| Problem |
Rewrite the entries from the line with "Target: black sneaker" through the line with "(1245, 744)", changing "sneaker" to "shoe" and leaving everything else as it is.
╭─ Data listing
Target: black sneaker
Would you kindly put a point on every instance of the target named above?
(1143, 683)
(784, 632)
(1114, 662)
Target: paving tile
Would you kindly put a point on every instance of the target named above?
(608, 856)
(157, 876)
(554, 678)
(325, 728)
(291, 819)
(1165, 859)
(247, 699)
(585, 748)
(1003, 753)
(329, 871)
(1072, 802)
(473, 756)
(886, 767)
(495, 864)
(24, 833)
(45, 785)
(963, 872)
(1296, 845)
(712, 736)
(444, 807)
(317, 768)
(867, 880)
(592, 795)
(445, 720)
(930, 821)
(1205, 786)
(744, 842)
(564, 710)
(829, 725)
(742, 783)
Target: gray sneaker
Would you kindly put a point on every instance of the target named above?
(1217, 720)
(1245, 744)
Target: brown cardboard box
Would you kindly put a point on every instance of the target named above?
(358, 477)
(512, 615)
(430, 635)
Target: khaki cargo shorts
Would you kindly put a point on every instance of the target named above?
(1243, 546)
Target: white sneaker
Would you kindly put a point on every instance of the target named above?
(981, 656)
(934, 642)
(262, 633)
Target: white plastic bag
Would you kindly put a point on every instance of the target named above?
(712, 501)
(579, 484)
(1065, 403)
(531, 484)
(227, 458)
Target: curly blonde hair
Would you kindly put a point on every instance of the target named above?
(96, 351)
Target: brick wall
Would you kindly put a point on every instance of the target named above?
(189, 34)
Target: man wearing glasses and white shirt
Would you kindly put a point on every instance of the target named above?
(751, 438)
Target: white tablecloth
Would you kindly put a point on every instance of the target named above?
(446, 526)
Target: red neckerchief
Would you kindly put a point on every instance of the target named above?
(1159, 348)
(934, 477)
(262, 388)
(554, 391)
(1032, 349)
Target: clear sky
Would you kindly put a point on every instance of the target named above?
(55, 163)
╰─
╭─ Data listing
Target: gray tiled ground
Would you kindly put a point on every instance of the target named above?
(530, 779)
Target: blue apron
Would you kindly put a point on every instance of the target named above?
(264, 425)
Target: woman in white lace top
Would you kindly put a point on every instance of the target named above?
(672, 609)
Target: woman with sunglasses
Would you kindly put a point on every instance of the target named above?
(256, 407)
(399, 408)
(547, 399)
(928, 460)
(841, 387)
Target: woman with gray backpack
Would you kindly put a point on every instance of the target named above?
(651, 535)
╰─
╭─ Data listing
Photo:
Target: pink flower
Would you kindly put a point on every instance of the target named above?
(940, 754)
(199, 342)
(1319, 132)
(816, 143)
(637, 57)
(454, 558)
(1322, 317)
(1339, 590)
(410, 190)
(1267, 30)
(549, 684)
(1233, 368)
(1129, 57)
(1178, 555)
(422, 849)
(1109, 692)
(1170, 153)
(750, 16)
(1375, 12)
╰─
| Solution to this exercise |
Target: black shoe
Would you kindly put a point on every instance of the target named above?
(1143, 683)
(784, 632)
(1114, 662)
Target: paving tile
Would you kindly put a point on every instance of the target named above?
(608, 856)
(157, 876)
(554, 678)
(325, 728)
(291, 819)
(1165, 859)
(247, 699)
(585, 748)
(1003, 753)
(329, 871)
(1072, 802)
(473, 756)
(886, 767)
(495, 864)
(24, 833)
(45, 785)
(963, 872)
(1296, 845)
(712, 736)
(444, 807)
(317, 768)
(867, 880)
(592, 795)
(445, 720)
(930, 821)
(1205, 786)
(744, 842)
(564, 710)
(829, 725)
(742, 783)
Target: gray shoe
Would you kindly put a point on every instance of the target named above?
(1217, 720)
(1245, 744)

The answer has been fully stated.